_EXCERPTED TEXT_

In this conversation, Ravi reflects on leadership lessons, making tough decisions, overcoming fear, and on the four spiritual principles that guide him in life and in business.

Ravi Venkataraman is the founder of Alive Consulting where he mentors and consults global companies on setting up their shared services operations and on developing design thinking and leadership. For more than three decades he held global leadership roles with banking and with shared services organizations.

As the former Senior Vice President and head of Global Business Services at Hewlett Packard, he led a multifunction shared services organization of 18,000 employees located in 58 countries and was responsible for the back-office operations of the entire company which handled millions of transactions every day.

Essential Learning Points:

  • “I am working on shaping the future by enabling tomorrow’s leaders.”
  • What gets me going is the realization that where there is curiosity, the adult in the child and the child in the adult are awake, and that is how innovation happens. To activate curiosity, we need to work on how to ask the right questions.
  • Prayer not only helped me become grateful but also ensured that I have everyone in my prayer. For me prayer is a communication with the deepest part of myself.
  • The bridge you have to cross to convert your dreams into reality is fear, and prayer helps me do that.
  • I said to the chemistry professor, ‘The test tube got broken.’ The teacher hitting my hand said, ‘Please say I broke a test tube.’ My dad explained, ‘The teacher was trying to teach you accountability. You have to be accountable for your actions and learn to live with the consequences.’
  • Football and music taught me about teamwork, about relationships, and about connecting the dots in an unusual way.
  • How did Ravi’s dad teach him to pray? To first overcome fear and second to surrender to God. Prayer helped me handle setbacks and be grateful for whatever I have.
  • How a setback and losing an opportunity opened a whole new future for Ravi.
  • How did Ravi learn to empathize with customers?
  • What were the two reasons Ravi was recruited and hired to help HP build its shared services organizations?
  • Why did Ravi love the sales role and being with customers?
  • “Every time I’ve had a win it was a real high. When I had a loss, it wasn’t as bad a low.

The Four Spiritual Principles that guide Ravi through life and work:

  1. Whomever you encounter is the right one. This means they are there to help you in your journey in life.

_REQUESTS_
- A) From the Ravi Venkataraman profile, transcribe the part that opens with the words containing "Ravi Venkataraman is" and closes with "shared services organizations.".
- B) Render this sentence from the Ravi Venkataraman profile in Spanish: "Football and music taught me about teamwork, about relationships, and about connecting the dots in an unusual way."
- C) Take the Ravi Venkataraman profile further, picking up after its final sentence.

_DATA SECTION_
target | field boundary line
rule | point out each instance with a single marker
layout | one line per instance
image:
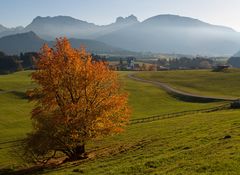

_RESPONSES TO THE EXERCISE_
- A)
Ravi Venkataraman is the founder of Alive Consulting where he mentors and consults global companies on setting up their shared services operations and on developing design thinking and leadership. For more than three decades he held global leadership roles with banking and with shared services organizations.

- B) El fútbol y la música me enseñaron sobre el trabajo en equipo, sobre las relaciones y sobre cómo conectar los puntos de una manera inusual.

- C)
  2. Whatever happened is the only thing that could have happened. It happened so you can learn from the experience. Life is teaching me a lesson.
  3. Each moment in which something begins is the right moment. Every moment is the beginning of a new life.
  4. What is over is over. Once the experience ends you were supposed to have learned from it, moved on, and evolve.

Additional Points

  • How does Ravi apply the 7-rung ladder in his design thinking workshops and in his mentoring work?
  • How did Ravi shift his organization from outputs focus to an outcomes-driven work and thereby closed a $400MM gap in three months?
  • Why when you do not agree on everything at the senior leadership level you must get alignment.
  • I learn best by asking questions and by listening.
  • Why does Ravi approach organizational changes by announcing a date with destiny? How do you compress 12 months of complex reengineering work into nine weeks?
  • The pressure of defining success in a narrow way resulted in us preferring to be right over being kind. The Dalai Lama said, “It is better to be kind than to be right.” In business, you can be kind and make the tough decisions too.
  • What we can learn from the honey hunter about productivity found in the laws of nature, and how nature’s sustainability is more efficient.
  • Transforming education in rural India with the help of technology and 600 volunteers from 110 cities around the world.
  • “God has given me an opportunity to be of service and help to people. It is improving my spiritual stock inside me because I am gaining the learning. I am not doing anyone a huge favor. They have given me this opportunity to serve them. That is my learning.